**GIVEN EXERCISE**. Render every line of the records below as a Markdown table with the columns Row and Line, numbering each row and skipping blank lines. Leave the pictures out of the table.

**AVAILABLE DATA**.

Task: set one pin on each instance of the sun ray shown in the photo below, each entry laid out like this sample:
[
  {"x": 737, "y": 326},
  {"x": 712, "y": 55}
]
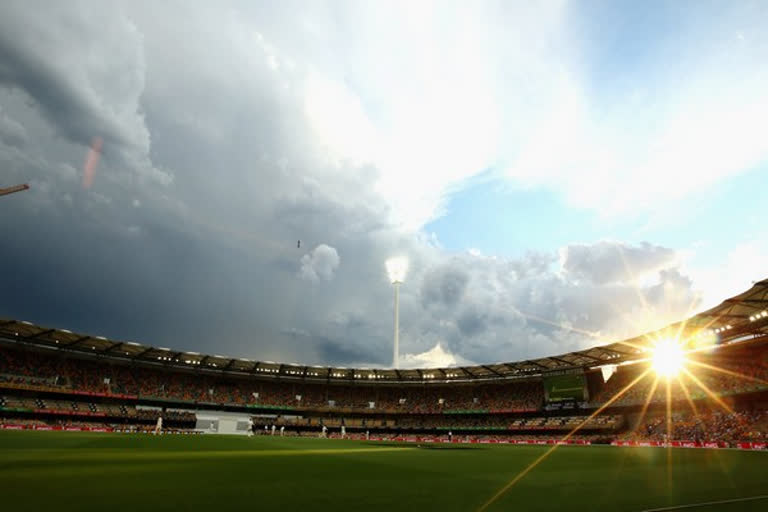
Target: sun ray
[
  {"x": 708, "y": 391},
  {"x": 667, "y": 441},
  {"x": 570, "y": 434},
  {"x": 542, "y": 320},
  {"x": 723, "y": 468},
  {"x": 688, "y": 397},
  {"x": 648, "y": 401}
]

**RESULT FOR THIS EXERCISE**.
| Row | Line |
|---|---|
| 1 | Task: set one pin on each instance of the sun ray shown in the photo below, each entry laid out like this sample: |
| 2 | [ |
| 3 |   {"x": 737, "y": 326}, |
| 4 |   {"x": 712, "y": 55} |
| 5 | ] |
| 6 | Target: sun ray |
| 7 | [ |
| 8 |   {"x": 708, "y": 391}, |
| 9 |   {"x": 667, "y": 441}, |
| 10 |   {"x": 570, "y": 434}, |
| 11 |   {"x": 542, "y": 320}, |
| 12 |   {"x": 723, "y": 468}, |
| 13 |   {"x": 688, "y": 397}, |
| 14 |   {"x": 648, "y": 401} |
| 15 | ] |